| Given problem |
Show every line of the entries below that contains the string "golden", treating uppercase and lowercase as distinct.

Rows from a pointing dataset
BEGIN

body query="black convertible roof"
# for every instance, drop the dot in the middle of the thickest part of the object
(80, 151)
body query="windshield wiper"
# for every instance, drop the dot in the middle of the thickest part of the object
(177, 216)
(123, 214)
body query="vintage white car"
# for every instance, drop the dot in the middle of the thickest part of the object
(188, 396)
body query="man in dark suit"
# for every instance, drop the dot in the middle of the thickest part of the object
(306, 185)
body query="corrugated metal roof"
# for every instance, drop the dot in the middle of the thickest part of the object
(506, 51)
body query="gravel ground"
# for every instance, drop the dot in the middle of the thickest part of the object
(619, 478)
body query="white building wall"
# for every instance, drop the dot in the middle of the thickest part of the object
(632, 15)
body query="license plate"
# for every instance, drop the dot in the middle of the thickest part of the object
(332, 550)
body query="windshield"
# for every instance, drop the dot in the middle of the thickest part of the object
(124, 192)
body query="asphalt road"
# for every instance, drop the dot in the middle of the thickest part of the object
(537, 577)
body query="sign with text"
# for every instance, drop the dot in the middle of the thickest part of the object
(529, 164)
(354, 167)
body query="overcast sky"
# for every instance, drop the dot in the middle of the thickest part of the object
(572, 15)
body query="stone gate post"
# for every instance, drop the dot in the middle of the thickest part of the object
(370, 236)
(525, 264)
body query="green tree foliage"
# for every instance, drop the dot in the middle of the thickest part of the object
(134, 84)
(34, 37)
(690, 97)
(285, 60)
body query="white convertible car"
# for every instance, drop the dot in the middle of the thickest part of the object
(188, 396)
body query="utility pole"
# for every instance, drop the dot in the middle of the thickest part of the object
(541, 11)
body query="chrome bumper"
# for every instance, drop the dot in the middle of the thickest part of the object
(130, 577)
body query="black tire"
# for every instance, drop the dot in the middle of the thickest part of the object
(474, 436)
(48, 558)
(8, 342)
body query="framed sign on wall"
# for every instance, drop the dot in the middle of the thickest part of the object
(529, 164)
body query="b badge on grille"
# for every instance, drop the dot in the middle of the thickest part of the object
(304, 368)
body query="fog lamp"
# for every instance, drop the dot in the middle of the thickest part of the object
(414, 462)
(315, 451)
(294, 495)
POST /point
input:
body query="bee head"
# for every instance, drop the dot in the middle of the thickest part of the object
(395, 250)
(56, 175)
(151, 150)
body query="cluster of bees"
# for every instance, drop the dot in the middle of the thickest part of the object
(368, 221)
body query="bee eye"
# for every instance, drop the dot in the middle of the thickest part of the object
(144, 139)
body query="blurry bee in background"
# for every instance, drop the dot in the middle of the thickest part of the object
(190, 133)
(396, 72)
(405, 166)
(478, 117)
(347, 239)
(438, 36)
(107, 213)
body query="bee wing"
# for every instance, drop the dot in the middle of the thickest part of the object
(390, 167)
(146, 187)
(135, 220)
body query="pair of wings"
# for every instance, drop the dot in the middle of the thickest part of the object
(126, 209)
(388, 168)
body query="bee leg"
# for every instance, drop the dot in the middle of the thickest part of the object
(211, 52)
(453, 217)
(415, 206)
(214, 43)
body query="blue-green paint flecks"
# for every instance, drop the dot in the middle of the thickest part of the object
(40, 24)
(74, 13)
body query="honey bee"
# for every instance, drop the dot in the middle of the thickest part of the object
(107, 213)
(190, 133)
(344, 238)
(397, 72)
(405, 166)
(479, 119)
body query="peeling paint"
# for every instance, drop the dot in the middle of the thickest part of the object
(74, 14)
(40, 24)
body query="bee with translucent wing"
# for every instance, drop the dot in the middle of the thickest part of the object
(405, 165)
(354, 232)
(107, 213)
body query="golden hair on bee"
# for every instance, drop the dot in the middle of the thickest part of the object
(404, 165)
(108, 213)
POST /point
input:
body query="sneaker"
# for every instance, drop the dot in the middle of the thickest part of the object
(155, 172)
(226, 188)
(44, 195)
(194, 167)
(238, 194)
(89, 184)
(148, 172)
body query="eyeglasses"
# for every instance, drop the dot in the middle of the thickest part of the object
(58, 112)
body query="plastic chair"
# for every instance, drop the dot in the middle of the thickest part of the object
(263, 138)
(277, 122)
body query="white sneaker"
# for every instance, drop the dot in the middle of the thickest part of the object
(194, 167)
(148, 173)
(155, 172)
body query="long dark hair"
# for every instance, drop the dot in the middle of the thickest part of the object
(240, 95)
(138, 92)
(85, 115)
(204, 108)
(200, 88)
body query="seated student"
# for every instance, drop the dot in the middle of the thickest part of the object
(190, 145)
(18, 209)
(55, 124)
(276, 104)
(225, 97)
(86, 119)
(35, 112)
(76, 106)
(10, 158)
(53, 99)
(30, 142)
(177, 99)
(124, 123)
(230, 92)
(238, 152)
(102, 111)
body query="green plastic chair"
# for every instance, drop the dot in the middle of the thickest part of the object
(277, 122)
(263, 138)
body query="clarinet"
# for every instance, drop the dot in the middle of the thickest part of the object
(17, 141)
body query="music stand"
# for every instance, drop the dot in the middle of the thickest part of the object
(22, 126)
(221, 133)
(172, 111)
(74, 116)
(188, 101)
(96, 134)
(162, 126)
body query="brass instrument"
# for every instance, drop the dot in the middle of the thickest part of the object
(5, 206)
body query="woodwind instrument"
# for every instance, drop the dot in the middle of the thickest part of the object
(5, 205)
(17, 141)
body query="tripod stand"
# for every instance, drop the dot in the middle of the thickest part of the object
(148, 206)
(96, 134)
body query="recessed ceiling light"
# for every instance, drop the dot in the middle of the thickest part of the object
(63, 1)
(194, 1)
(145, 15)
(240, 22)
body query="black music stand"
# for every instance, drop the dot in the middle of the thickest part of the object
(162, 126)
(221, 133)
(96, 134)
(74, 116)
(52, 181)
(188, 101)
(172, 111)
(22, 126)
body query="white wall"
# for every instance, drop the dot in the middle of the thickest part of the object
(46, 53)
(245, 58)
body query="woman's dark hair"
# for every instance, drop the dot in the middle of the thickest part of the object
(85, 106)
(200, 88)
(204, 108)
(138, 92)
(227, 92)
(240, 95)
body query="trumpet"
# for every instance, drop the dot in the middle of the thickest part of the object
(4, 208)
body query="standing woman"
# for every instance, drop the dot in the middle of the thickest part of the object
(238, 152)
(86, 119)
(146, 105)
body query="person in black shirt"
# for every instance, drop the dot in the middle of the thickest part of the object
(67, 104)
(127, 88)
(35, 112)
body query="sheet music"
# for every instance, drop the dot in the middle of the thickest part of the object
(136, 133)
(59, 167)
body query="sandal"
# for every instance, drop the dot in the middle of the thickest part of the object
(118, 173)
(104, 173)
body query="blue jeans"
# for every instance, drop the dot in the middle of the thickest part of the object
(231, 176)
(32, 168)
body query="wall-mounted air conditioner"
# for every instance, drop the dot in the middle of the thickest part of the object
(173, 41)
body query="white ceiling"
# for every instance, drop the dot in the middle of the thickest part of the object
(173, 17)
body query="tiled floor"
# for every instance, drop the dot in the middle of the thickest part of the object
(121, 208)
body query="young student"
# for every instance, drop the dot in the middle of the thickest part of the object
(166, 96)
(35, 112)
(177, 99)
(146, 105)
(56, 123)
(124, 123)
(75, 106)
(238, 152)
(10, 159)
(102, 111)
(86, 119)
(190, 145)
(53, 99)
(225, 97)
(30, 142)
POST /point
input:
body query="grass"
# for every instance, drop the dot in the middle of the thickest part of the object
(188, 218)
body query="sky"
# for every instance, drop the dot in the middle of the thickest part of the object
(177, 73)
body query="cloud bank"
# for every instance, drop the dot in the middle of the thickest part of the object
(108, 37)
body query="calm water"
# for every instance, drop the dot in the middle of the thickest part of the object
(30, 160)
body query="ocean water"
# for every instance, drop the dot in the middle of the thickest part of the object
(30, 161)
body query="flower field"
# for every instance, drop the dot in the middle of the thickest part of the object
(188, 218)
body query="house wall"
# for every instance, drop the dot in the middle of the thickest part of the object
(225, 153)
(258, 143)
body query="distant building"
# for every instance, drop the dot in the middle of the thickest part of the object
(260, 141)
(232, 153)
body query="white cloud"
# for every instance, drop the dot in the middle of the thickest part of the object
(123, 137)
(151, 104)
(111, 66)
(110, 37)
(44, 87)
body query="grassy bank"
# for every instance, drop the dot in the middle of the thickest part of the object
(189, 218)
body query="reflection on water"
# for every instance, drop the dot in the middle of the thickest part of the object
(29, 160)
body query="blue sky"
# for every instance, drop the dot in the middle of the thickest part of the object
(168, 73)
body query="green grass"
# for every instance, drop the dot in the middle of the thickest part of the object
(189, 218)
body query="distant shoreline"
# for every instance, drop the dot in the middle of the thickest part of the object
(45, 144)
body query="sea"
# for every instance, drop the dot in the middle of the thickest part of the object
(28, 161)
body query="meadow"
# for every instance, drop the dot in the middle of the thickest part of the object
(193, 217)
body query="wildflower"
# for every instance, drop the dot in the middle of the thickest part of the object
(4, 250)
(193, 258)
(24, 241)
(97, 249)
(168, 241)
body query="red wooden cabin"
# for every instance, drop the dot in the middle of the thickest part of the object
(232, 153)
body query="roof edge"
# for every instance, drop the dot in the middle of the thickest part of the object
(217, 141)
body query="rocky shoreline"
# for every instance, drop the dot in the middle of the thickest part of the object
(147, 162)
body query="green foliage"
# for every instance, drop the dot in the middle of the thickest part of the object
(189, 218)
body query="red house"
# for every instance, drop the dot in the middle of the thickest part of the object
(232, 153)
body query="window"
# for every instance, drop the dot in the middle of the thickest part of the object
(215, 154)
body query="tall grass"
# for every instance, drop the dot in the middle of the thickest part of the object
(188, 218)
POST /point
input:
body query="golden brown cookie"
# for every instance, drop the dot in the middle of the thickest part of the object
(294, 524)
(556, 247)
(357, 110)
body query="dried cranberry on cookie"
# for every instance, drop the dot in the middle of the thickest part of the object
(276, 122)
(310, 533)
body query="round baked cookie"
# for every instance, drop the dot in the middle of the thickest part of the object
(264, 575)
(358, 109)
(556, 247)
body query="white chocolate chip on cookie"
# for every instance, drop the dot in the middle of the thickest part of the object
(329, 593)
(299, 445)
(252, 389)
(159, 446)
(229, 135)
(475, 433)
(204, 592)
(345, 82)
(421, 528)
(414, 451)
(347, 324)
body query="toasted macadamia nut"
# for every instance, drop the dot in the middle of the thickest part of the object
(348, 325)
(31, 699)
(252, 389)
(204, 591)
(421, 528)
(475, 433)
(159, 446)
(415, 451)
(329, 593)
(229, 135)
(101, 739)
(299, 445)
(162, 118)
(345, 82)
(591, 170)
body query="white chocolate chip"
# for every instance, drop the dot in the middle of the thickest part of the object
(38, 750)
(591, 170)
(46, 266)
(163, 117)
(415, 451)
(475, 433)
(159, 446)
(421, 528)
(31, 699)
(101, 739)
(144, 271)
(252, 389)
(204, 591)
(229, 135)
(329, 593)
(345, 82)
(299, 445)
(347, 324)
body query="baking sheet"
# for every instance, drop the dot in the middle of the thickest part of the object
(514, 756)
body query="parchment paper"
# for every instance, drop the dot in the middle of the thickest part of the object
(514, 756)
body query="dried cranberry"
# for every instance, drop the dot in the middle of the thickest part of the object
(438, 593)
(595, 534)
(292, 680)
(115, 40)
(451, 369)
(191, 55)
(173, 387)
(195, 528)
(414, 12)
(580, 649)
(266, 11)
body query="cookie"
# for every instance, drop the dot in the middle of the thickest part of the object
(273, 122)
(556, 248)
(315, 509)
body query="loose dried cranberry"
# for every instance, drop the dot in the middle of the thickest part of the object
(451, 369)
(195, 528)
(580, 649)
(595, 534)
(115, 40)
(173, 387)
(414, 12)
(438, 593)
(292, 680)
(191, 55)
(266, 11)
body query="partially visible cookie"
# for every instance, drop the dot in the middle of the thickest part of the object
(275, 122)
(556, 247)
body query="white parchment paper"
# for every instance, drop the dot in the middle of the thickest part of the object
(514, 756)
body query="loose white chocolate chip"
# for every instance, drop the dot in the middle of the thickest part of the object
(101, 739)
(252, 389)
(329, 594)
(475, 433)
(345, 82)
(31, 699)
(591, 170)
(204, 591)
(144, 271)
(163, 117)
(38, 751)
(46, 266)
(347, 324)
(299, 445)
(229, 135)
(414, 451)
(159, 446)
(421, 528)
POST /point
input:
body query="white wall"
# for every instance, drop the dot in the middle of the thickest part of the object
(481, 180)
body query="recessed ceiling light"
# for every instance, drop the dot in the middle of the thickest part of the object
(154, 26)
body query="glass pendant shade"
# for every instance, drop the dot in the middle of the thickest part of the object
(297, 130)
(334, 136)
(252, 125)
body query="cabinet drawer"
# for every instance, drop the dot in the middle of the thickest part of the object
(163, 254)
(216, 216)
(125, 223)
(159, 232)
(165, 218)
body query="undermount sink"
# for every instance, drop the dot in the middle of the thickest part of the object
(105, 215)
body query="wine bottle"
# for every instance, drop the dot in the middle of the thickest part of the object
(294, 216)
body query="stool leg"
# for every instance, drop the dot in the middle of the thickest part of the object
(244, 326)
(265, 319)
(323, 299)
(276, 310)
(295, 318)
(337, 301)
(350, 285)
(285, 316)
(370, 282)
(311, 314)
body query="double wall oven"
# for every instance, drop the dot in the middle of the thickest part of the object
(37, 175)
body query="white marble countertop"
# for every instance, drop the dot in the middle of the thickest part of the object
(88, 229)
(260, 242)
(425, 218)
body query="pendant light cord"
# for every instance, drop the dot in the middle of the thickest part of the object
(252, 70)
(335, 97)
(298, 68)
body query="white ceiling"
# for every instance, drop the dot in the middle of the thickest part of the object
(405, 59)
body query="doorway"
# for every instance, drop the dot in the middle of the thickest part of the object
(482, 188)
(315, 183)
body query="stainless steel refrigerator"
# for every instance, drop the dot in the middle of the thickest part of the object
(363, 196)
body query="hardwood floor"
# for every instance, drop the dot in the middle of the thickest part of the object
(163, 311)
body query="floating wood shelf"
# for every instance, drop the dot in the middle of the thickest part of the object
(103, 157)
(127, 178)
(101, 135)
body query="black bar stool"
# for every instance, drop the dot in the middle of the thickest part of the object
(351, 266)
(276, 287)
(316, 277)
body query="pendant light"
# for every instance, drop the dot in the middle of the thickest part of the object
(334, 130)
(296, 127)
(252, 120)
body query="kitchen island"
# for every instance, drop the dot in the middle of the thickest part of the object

END

| Exercise response |
body query="golden hair on bee"
body query="golden brown cookie"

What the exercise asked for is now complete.